> _Reading text_:
Only two days and teaching elementary school's done me in already. Okay, so that's a bit of an exaggeration, and it's just as likely that it was lugging the baby around, slumping at the computer and reading lying on my tummy that caused a muscle in my neck to get pulled somehow. Either way, I spent yesterday in a great deal of pain. Happily it's much, much better today, so gone are the nightmares of teaching elementary school English in a neck brace, or worse, waiting for hours and spending loads of money at clinics to get to get told it was nothing, or sent home with tylenol.
Two me's occupied my head yesterday, one in a foul mood, rather like PMS, getting annoyed and everyone and everything, just because I was in pain, and the other one, disinterestedly observing, marveling at how just a little pain (it wasn't that bad really, shooting pains if I turned my head too far or too fast, but otherwise tolerable, just stiff and tense) can affect mood. I wonder how people with chronic pain do it! I was exhausted too, physically as well as sleepy of course since although I got to sleep okay, I couldn't go to sleep again once I woke at the crack of dawn.
I went to my classes as usual, and actually felt better after my elementary class in the morning. Then of course I went to the hospital class in the afternoon. Although I don't ask my doctor students for diagnose me, I do ask them for recommendation as to where to go - the most confusing thing about the Japanese medical system is figuring out which doctor or type of clinic to go to - since they are all specialists, and there are no GPs. You almost have to diagnose yourself first.
Of course, they usually say 'go to an internist', which they seem to feel is the same as a GP. You will get properly diagnosed and referred by an internist (at full cost), but not treated, even if it's just a small problem. I've come to the conclusion that that's the vital difference between having a general or family doctor and going to an internist. If you go to your 'naika' with an ear infection, which might be easily cleared up with a course of antibiotics, they might tell you that's what's wrong, and give you a referral or recommendation as to which ENT to go to, but they won't give you the antibiotics.
Worse, some specialists will just declare that there's nothing at all wrong with you - just because there's nothing wrong with the part of you that they specialize in. Thus, the orothpedic surgeon we saw about Amy's sore leg took an x-ray and declared nothing was wrong. I was so mad because she was in pain and I wanted to know why! So we tried the pediatrician, who just happened to have been skating at the same ice rink as us the previous weekend, and figured out it was probably her Achilles tendon, pulled from all the unaccustomed movement while skating.

> _Data extracts_:
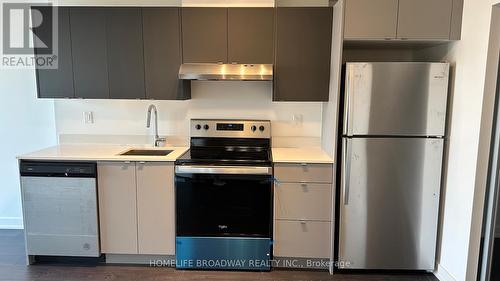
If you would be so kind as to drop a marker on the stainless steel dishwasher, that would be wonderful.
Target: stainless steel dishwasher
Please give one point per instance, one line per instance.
(60, 208)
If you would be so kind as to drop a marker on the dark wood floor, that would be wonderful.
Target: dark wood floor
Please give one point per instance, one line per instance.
(13, 268)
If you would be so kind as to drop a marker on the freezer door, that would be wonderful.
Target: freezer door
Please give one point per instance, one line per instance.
(389, 203)
(395, 99)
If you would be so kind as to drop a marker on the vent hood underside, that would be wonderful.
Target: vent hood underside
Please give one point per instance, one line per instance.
(223, 72)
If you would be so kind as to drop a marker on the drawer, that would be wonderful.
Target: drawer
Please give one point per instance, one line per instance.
(302, 239)
(320, 173)
(303, 201)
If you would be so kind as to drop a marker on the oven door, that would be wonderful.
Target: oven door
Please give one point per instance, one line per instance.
(223, 201)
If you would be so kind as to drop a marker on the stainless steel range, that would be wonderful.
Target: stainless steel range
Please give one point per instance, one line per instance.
(223, 190)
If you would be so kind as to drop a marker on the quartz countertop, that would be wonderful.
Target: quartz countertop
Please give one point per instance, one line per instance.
(301, 155)
(89, 152)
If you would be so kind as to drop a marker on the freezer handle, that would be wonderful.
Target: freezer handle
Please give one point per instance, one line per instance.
(346, 168)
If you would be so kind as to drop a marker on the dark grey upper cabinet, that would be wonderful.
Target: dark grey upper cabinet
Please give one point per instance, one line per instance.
(424, 19)
(204, 35)
(250, 35)
(371, 19)
(162, 53)
(303, 50)
(56, 83)
(125, 55)
(89, 48)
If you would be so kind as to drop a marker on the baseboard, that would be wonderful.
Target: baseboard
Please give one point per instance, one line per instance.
(11, 223)
(443, 274)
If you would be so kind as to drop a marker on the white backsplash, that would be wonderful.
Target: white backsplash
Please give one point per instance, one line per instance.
(125, 120)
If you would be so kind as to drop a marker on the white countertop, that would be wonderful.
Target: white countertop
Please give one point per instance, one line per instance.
(301, 155)
(89, 152)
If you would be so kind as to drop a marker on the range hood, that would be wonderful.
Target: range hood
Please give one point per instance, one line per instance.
(226, 72)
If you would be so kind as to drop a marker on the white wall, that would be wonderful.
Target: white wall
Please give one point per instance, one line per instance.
(239, 100)
(26, 124)
(457, 253)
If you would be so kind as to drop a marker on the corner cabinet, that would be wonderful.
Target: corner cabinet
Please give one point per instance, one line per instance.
(90, 54)
(204, 35)
(303, 51)
(421, 20)
(56, 83)
(115, 53)
(136, 207)
(228, 35)
(163, 54)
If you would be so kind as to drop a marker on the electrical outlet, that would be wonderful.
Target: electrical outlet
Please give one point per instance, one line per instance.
(88, 117)
(297, 119)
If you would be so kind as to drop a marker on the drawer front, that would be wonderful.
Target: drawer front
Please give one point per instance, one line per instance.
(306, 239)
(319, 173)
(303, 201)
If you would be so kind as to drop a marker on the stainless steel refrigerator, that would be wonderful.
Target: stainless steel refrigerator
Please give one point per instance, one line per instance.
(392, 149)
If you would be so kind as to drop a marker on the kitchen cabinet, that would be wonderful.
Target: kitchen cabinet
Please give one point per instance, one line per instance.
(204, 35)
(424, 19)
(250, 35)
(125, 53)
(302, 239)
(56, 83)
(303, 210)
(90, 53)
(156, 208)
(136, 207)
(303, 50)
(371, 19)
(163, 54)
(117, 207)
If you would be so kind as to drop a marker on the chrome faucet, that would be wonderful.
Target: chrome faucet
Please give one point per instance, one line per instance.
(158, 140)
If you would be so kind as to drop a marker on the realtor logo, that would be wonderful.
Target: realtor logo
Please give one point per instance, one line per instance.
(29, 35)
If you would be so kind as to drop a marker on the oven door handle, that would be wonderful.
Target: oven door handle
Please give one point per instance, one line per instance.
(224, 170)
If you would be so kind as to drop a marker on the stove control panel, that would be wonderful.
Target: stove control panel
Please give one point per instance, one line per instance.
(215, 128)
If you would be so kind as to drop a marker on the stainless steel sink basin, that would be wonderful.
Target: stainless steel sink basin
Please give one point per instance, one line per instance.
(146, 152)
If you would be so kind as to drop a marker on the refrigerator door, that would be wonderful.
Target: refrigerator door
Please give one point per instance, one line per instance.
(395, 99)
(389, 203)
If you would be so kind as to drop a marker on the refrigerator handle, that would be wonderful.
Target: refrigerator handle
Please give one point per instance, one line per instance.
(349, 89)
(346, 168)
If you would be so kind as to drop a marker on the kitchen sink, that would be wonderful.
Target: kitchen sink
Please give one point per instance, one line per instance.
(146, 152)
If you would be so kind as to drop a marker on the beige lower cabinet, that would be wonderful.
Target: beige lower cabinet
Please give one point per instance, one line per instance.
(136, 207)
(303, 210)
(117, 207)
(156, 208)
(302, 239)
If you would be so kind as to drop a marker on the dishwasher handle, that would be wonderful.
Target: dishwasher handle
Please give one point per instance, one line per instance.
(58, 169)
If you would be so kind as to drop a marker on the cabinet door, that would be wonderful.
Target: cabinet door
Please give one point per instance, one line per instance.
(125, 56)
(302, 69)
(204, 35)
(162, 53)
(250, 35)
(56, 83)
(302, 239)
(117, 207)
(424, 19)
(371, 19)
(156, 208)
(88, 45)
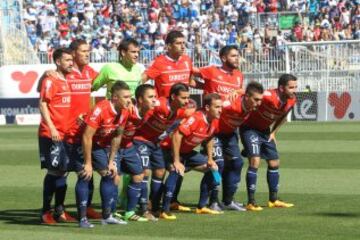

> _Instructions_:
A – List the activities that the neck-pain account suggests may have caused the pulled neck muscle.
B – Answer these questions from the neck-pain account:
(i) After waking at the crack of dawn, what could the writer not do?
(ii) According to the writer, what is the most confusing thing about the Japanese medical system?
(iii) What did the pediatrician figure out was probably behind Amy's sore leg?
C – Pick up the neck-pain account after its final sentence and keep writing.

> _Results of the exercise_:
A –
- Teaching elementary school, which the writer admits is an exaggeration
- Lugging the baby around
- Slumping at the computer
- Reading lying on the tummy

B –
(i) The writer could not go back to sleep.
(ii) Figuring out which doctor or type of clinic to go to.
(iii) Her Achilles tendon, probably pulled from the unaccustomed movement of skating.

C –
Anyway, enough ranting about the medical system, back in Hawera, I'd probably still be in Southcare's waiting room, gathering cobwebs. But no, it never ends. Back to the pediatrician today with Erica with a fever and sore throat. I was worried because she had a bit of wheezing on Tuesday night, so I wanted to get ahead with some asthma meds in case her cold worsened her asthma. And back into the bloody system again tomorrow, as both Amy and Lena have cavities.
That's been a headache, because I had to get them checked by the pediatrician at City Hospital to make sure their asthma wasn't too bad, because apparently the painkillers can make asthma worse. That meant getting another appointment there - which we couldn't do until Monday, and then making another appointment for the dentist - all to hopefully be completed before my full-time hours start next week!
Do you wonder why I want to avoid more hospital waiting rooms if I can possibly do so?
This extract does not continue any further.